◆ TEXT BLOCK
###

Thermodesulfobiaceae

Scientific classification
- Domain: Bacteria
- Kingdom: Bacillati
- Phylum: Bacillota
- Class: Clostridia
- Order: Thermoanaerobacterales
- Family: Thermodesulfobiaceae Mori et al. 2004
- Genera: Thermodesulfobium;

= Thermodesulfobiaceae =

Family of bacteria

The family Thermodesulfobiaceae according to the LPSN is located within the order Thermoanaerobacterales and class Clostridia. However, according to the All-Species Living Tree Project it lies outside the clade Bacillota and the genus Caldanaerovirga does not belong to the clade, i.e. Thermodesulfobiaceae is polyphyletic.

==Phylogeny==
This family formerly included two genera (Thermodesulfobium and Coprothermobacter); however, the taxonomy of this family is under review because the genus Coprothermobacter was excluded from this family in March 2018, after several genomic analyses confirmed the differences between them. The most recent classification updates are already reported by the National Center for Biotechnology Information (NCBI), even though some taxonomy considering former versions of the List of Prokaryotic names with Standing in Nomenclature (LPSN), or old releases of 16S rRNA-based tree from The All-Species Living Tree Project, may still include it.

###

◆ COLLECTED DATA
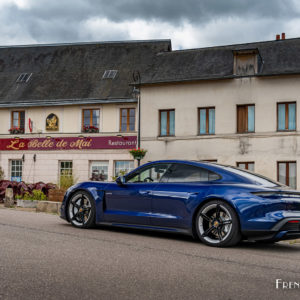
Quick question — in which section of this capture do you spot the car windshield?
[219,165,284,187]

###

◆ EXERCISE SET
a. Answer these questions about the Thermodesulfobiaceae article, one per line:
(i) Which author citation and year are given for the family in the classification box?
(ii) Which two genera did the family formerly include?
(iii) In what month and year was Coprothermobacter excluded from the family?
b. Copy the Thermodesulfobiaceae article word for word, from "Family of bacteria" up to and including "Thermodesulfobiaceae is polyphyletic.".

◆ ANSWERS PER TASK
a.
(i) Mori et al. 2004
(ii) Thermodesulfobium and Coprothermobacter
(iii) March 2018

b.
Family of bacteria

The family Thermodesulfobiaceae according to the LPSN is located within the order Thermoanaerobacterales and class Clostridia. However, according to the All-Species Living Tree Project it lies outside the clade Bacillota and the genus Caldanaerovirga does not belong to the clade, i.e. Thermodesulfobiaceae is polyphyletic.